• _SELECTED PASSAGE_
____________

About another quarter of a mile off rise two more barrows, measuring exactly the same in circumference as the last, though not nearly so high, being raised only sixteen inches above the ground. Upon opening the southernmost, we soon came, on the east side, upon traces of charcoal, which increased to a bed of an inch and a half in thickness as we reached the centre. Here we found an urn of coarse pottery exactly similar in texture to those in the previous barrow. It was, however, in such a bad state of preservation, and so soft, from the wetness of the ground, that the furze-roots had grown through the sides, and it crumbled to bits on being touched. Some few pieces, though, near the bottom, we were able to preserve. Its shape, however, was well shown by the form which its contents had taken. It seems to have been, though much smaller, exactly of the same rude, straight-sided, and wide-mouthed pattern as the other urns, measuring seven inches in height, and in circumference, near the top, two feet two inches, and at the bottom, one foot four inches. The cast was composed entirely of burnt stones, and black earth, and osseous matter, reduced to lime, in which the furze-roots had imbedded themselves.
The fellow barrow, which was only about fifty yards distant, and whose measurements were exactly the same, contained also charcoal, though not in such large quantities, and fragments of an urn placed not in the centre, but near the extreme western edge. The remains here were in a still worse state of decomposition, and we could obtain no measurements, but only one or two pieces of ware, which, in their general coarseness and grittiness of texture, corresponded with the others, and not only showed their Keltic manufacture, but their extreme early date.[244]
This last mound, I may add, was composed of gravel, whilst the other was made simply of mould: and two depressions on the heath showed where the material had been obtained.

____________

• _ENTRIES_
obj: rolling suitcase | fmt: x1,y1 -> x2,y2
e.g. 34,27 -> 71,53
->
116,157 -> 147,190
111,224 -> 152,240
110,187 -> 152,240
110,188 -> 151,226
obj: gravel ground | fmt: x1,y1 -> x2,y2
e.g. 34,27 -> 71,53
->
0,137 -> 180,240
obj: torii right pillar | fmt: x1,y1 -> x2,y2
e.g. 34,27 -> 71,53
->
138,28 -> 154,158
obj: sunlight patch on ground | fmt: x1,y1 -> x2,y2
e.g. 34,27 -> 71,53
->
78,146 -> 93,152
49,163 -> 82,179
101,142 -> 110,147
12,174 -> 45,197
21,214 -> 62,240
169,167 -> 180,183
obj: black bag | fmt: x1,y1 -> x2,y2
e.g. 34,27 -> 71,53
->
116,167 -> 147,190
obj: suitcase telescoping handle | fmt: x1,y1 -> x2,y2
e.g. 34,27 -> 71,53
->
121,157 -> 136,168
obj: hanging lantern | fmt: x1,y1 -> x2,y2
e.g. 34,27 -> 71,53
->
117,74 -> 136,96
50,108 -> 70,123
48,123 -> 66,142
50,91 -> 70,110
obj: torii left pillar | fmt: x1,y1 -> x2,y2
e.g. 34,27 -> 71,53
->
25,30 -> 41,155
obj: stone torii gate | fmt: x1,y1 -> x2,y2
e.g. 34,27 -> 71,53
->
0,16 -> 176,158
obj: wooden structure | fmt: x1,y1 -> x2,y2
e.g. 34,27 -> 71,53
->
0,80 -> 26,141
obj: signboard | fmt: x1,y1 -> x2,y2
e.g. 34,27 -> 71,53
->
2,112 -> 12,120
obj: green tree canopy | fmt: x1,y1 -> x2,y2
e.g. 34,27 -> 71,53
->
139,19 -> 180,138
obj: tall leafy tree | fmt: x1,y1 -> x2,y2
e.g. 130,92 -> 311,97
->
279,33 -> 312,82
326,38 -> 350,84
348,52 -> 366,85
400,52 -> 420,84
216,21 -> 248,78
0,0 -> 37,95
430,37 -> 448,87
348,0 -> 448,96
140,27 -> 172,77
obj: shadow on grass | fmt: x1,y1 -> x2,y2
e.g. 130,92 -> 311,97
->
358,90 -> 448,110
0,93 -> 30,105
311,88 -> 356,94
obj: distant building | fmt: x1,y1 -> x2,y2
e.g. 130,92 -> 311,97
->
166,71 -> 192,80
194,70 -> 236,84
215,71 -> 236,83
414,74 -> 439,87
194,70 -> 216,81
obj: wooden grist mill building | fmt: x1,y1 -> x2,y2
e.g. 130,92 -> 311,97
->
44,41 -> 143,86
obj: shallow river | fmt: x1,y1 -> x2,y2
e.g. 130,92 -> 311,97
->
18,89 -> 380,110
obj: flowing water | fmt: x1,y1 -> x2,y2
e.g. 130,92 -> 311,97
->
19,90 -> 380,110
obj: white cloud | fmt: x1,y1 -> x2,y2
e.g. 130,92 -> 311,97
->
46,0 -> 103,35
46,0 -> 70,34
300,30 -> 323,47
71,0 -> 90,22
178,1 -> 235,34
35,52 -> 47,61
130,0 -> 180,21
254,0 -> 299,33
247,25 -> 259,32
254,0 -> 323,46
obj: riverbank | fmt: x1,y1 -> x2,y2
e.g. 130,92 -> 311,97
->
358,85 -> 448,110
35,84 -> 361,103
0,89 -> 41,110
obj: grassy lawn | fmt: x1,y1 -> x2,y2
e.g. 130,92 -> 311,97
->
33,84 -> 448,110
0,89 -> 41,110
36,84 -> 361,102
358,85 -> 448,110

____________

• _THE EXERCISE_
Please carry the account of the barrow diggings above further, starting right after its last sentence.

• _THE ANSWER_
About two miles to the north-east, close to Ocknell Pond, lies a single barrow of much the same size as these two, though a great deal higher, being raised in the centre to three feet and a half. We began the excavation on the east side, proceeding to the centre, but found nothing except some charcoal, and peculiarly-shaped rolled flints, placed on the level of the ground.
We then made another trench from the north side, and close to some charcoal, about a foot and a half below the raised surface, came upon the neck of a Roman wine vessel (ampulla). Although we opened the whole of the east side, we could not find the remaining portion. The barrow bore no traces of having been previously explored, nor did the soil appear to have been moved. The fracture was certainly not recent, and it is very possible that some disappointed treasure-seekers in the Middle Ages had forestalled us, and time had obliterated all their marks in opening the mound.
Neck of Roman Wine Vessel, Keltic Urn, and Flint Knives.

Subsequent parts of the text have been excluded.